**TO DO:**
Convert the entries below into a JSON list of strings, one string per line, leaving out any blank lines.

[Records from a dataset]
• • • • •
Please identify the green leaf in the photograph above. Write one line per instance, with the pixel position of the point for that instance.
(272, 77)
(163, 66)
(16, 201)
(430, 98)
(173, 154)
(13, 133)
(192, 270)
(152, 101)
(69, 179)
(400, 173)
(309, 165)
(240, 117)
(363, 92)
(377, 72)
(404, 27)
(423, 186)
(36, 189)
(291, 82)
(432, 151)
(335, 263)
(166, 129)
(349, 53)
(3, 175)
• • • • •
**FINAL ANSWER:**
[
  "Please identify the green leaf in the photograph above. Write one line per instance, with the pixel position of the point for that instance.",
  "(272, 77)",
  "(163, 66)",
  "(16, 201)",
  "(430, 98)",
  "(173, 154)",
  "(13, 133)",
  "(192, 270)",
  "(152, 101)",
  "(69, 179)",
  "(400, 173)",
  "(309, 165)",
  "(240, 117)",
  "(363, 92)",
  "(377, 72)",
  "(404, 27)",
  "(423, 186)",
  "(36, 189)",
  "(291, 82)",
  "(432, 151)",
  "(335, 263)",
  "(166, 129)",
  "(349, 53)",
  "(3, 175)"
]